__What is needed__. Report every line in the records below that contains the word "walking", copying each such line in full. Treat the match as case-sensitive.

__Extracted entries__.
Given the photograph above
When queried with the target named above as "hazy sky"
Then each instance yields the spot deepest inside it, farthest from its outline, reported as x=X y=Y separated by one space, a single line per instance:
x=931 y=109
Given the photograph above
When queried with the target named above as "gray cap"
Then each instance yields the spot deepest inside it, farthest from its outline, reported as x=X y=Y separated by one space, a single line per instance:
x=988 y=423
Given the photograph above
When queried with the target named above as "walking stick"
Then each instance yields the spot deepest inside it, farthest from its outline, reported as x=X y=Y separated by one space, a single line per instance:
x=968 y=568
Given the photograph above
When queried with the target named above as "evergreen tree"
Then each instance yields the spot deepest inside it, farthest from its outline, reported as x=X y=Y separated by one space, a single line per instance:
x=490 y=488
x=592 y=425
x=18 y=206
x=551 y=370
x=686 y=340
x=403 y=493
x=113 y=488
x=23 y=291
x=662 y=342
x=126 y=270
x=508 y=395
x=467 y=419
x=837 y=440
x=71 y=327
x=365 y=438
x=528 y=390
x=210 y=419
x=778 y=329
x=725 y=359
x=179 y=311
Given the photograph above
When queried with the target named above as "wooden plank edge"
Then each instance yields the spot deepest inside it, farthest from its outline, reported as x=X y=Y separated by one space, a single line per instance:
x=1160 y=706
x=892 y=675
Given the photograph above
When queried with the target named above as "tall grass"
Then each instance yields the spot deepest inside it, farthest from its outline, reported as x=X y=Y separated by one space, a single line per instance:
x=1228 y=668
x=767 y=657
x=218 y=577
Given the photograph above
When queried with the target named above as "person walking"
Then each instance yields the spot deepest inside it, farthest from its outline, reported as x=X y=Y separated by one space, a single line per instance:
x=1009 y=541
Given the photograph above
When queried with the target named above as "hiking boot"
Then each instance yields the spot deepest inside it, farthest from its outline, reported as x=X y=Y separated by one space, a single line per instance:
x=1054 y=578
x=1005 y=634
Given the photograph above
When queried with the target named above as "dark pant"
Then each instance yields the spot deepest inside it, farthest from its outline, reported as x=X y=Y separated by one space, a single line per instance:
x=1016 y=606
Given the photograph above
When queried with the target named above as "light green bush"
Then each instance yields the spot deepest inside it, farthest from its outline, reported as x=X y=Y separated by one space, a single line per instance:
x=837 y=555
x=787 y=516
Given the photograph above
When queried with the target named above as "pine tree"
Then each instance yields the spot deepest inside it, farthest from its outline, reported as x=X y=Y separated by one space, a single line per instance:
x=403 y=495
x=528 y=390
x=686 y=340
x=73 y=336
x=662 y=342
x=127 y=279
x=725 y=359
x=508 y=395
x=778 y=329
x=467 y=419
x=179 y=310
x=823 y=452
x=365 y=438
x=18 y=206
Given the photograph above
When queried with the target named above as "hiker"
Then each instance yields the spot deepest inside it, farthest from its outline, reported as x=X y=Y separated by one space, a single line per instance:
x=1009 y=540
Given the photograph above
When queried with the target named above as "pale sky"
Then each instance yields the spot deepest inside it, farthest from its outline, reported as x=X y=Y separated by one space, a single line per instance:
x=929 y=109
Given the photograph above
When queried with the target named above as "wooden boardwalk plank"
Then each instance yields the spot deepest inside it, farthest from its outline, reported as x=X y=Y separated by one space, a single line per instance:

__Solution for this exercise__.
When queried with the target named above as "walking stick"
When queried with the target named above as "person walking"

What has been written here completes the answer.